■ EXERCISE:
Transcribe exactly, and only, the lines that run from the one containing "Target: wooden piano" through the end of the records.

#### RECORDS FOR THE EXERCISE ####

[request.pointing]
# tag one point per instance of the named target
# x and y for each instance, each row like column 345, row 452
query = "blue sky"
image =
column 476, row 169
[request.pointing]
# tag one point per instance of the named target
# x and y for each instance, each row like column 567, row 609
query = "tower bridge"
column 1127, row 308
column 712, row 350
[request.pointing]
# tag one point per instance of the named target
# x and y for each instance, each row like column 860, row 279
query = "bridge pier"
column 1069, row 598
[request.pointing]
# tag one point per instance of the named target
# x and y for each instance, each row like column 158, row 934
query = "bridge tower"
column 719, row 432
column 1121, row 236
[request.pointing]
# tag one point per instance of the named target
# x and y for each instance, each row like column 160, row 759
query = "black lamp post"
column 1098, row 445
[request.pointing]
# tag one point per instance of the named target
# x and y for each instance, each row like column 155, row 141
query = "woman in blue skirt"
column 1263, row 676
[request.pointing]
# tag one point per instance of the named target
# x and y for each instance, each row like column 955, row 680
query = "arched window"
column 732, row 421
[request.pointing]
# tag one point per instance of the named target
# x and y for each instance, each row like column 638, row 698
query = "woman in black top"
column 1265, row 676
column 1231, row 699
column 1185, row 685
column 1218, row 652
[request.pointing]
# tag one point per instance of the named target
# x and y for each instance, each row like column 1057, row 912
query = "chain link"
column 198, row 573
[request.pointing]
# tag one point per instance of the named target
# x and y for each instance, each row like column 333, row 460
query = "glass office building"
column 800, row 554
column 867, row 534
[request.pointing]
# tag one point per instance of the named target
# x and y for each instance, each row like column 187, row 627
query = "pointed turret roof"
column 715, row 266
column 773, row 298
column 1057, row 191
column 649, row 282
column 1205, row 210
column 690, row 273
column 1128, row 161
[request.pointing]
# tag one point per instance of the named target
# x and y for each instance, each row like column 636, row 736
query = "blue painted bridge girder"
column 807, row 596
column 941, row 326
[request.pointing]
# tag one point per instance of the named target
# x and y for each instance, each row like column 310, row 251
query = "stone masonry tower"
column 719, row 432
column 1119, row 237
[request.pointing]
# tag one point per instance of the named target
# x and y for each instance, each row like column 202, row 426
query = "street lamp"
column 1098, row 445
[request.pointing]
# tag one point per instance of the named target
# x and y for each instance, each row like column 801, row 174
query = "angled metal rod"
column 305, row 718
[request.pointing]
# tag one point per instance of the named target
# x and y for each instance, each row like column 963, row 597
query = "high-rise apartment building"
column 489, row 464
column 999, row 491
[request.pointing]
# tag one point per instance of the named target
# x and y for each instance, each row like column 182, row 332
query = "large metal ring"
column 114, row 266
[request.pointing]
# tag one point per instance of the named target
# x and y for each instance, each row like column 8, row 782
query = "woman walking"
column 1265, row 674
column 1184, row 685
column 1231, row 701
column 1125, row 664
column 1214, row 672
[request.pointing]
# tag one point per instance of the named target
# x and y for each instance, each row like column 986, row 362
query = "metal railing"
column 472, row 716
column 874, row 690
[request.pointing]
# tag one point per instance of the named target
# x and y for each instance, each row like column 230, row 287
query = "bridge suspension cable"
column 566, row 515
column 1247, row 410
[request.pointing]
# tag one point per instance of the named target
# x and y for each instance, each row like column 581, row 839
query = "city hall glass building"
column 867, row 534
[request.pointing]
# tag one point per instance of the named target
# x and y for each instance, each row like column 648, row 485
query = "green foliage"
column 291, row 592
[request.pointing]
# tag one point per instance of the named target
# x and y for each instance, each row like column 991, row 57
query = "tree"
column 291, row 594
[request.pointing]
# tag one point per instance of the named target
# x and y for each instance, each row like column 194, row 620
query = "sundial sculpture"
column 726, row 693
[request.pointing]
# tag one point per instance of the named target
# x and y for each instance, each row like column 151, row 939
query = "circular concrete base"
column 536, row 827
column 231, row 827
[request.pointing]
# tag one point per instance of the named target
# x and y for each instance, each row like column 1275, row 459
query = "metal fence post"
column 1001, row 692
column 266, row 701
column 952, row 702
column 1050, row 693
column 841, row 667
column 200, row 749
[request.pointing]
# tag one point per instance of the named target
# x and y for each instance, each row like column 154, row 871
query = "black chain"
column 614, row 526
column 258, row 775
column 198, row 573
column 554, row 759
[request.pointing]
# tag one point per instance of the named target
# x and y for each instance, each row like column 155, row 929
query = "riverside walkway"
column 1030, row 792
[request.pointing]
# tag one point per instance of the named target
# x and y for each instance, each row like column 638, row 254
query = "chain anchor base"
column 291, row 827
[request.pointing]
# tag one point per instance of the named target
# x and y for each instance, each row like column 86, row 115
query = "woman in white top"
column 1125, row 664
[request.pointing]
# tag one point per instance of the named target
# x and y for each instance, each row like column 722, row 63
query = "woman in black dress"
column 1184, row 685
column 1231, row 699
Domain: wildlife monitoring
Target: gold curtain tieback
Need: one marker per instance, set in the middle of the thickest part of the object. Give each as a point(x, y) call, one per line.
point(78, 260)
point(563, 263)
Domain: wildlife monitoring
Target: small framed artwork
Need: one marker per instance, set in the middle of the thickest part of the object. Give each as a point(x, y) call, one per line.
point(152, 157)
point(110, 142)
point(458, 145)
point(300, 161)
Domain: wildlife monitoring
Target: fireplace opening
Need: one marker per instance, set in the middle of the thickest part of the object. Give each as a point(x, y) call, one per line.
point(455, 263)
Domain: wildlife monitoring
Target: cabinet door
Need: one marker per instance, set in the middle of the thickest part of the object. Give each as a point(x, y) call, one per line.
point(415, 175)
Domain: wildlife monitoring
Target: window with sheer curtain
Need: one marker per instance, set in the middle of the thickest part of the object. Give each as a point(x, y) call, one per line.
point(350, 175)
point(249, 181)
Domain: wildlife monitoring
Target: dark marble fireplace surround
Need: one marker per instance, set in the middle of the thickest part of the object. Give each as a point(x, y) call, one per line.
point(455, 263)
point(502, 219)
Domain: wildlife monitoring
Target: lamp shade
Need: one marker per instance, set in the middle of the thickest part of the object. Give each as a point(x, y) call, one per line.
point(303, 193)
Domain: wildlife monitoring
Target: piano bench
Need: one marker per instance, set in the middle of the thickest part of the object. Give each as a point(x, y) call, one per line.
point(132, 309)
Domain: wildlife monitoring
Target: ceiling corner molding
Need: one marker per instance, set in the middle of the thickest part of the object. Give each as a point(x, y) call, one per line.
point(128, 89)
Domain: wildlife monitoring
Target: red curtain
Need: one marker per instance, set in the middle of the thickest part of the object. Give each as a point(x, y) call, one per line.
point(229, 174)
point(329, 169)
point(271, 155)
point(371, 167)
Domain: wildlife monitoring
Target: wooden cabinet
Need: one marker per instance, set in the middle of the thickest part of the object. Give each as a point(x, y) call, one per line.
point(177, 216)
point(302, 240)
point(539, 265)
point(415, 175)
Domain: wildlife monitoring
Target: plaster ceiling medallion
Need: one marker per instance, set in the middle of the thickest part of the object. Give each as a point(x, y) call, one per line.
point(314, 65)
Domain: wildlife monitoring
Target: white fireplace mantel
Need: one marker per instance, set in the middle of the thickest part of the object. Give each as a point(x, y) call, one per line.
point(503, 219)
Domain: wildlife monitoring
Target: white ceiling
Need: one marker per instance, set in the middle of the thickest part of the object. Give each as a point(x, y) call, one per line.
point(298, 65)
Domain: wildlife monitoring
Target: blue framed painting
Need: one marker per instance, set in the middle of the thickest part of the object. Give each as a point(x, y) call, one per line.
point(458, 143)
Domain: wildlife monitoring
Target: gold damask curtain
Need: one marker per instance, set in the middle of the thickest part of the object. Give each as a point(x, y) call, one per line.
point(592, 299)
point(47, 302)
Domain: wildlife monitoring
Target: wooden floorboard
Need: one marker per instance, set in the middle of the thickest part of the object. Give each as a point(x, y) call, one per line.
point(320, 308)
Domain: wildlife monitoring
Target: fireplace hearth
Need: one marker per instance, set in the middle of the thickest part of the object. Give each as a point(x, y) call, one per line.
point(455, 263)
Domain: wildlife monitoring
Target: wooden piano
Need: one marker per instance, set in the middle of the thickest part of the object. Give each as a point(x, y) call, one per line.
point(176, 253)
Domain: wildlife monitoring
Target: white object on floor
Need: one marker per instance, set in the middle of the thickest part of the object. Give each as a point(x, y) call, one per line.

####

■ ANSWER SECTION:
Target: wooden piano
Need: one marker per instance, set in the middle of the thickest part of the object. Give each as a point(x, y) call, one per line.
point(176, 253)
Domain: wildlife monitoring
Target: white object on floor
Need: one marker per instance, set in the middle of the thickest part of the object. Give each as a point(x, y) call, one per line.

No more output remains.